Records:
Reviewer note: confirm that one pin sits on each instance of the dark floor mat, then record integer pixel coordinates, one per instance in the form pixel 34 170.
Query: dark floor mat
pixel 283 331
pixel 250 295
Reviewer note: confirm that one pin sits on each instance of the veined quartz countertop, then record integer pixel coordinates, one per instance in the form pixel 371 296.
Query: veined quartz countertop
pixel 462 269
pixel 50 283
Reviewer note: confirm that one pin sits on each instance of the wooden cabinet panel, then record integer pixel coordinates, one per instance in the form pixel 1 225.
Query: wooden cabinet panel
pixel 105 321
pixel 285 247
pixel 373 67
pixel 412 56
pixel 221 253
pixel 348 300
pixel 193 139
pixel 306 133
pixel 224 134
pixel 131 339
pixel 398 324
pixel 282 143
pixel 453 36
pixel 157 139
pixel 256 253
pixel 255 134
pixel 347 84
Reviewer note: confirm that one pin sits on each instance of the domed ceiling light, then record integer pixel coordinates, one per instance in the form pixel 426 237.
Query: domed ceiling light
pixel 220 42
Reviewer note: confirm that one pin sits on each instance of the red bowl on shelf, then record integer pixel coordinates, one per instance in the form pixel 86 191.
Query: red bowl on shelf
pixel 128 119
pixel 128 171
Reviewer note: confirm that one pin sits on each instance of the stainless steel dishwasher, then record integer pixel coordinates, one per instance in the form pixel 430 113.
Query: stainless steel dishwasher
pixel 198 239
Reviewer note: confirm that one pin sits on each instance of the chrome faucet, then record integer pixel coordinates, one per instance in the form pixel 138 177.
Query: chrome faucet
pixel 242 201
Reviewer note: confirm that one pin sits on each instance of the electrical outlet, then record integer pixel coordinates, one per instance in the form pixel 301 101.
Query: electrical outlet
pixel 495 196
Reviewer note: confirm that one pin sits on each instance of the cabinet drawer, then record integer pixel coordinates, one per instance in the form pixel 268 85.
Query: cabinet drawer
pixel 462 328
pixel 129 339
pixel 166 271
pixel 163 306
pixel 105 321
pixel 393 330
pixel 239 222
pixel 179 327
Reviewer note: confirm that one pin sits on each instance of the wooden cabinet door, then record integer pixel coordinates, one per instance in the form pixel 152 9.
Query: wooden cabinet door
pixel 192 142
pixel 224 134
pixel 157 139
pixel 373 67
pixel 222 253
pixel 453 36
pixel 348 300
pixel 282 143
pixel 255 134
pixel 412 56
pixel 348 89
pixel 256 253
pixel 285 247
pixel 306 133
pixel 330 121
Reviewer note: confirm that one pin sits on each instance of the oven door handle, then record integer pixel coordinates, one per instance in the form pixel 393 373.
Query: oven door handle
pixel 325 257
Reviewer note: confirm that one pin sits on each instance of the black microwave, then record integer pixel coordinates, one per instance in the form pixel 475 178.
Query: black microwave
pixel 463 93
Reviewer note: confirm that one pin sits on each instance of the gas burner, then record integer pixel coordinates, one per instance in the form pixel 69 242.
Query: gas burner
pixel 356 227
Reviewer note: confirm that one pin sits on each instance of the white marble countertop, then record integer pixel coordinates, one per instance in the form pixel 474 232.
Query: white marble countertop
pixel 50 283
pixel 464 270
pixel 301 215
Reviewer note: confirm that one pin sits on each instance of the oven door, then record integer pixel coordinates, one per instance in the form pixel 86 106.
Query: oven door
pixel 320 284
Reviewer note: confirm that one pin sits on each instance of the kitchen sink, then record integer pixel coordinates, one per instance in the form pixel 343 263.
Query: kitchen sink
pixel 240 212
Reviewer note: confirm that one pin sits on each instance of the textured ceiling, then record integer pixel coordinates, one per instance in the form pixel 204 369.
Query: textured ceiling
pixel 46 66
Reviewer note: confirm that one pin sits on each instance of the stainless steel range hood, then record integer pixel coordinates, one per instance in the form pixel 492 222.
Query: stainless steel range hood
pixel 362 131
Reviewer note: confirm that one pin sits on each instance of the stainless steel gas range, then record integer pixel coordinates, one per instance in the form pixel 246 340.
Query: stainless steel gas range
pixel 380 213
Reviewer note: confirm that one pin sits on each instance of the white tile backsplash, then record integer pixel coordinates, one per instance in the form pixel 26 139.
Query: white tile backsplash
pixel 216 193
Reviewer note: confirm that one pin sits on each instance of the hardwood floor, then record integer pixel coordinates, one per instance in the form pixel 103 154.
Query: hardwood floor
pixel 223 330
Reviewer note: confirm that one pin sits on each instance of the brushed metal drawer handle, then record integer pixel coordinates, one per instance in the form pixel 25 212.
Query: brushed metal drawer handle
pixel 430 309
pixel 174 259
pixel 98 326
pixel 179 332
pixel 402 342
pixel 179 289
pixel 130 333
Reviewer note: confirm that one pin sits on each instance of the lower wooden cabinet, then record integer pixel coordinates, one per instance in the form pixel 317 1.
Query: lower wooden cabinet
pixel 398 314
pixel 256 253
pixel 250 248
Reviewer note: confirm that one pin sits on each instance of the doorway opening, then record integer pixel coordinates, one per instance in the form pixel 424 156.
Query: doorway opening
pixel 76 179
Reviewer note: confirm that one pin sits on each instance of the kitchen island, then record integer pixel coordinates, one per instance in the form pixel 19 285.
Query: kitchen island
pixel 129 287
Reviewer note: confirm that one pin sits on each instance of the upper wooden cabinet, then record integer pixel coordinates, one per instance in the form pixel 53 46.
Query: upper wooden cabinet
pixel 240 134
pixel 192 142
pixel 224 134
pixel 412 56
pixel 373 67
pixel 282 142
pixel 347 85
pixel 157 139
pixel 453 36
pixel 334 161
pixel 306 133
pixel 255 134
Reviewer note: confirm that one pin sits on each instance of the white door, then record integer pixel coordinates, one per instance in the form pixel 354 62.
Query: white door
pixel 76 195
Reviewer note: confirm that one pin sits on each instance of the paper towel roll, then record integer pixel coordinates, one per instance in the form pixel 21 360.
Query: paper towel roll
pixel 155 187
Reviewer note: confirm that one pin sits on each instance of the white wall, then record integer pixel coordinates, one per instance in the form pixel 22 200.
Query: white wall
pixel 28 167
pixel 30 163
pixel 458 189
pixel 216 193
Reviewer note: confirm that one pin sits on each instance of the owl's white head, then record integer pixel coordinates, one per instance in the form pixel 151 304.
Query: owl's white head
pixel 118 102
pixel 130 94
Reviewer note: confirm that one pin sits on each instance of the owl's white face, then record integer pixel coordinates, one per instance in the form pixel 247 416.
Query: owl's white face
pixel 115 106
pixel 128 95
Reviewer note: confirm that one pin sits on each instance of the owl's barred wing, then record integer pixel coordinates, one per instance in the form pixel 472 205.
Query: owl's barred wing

Work instruction:
Please output exactly the lines between the one holding "pixel 268 85." and the one holding "pixel 152 9." in the records above, inclusive, and nothing more.

Output for this task:
Reviewer note: confirm that one pin sits on each instance of the cabinet drawer, then record integer pixel coordinates, one per instance in the form pixel 268 85.
Query: cabinet drawer
pixel 462 328
pixel 129 339
pixel 166 271
pixel 163 306
pixel 105 321
pixel 393 330
pixel 239 222
pixel 179 327
Reviewer note: confirm that one pin sits on each instance of the wooden cabinet door, then record integer pixel coordinates, one per instance in the form pixel 152 9.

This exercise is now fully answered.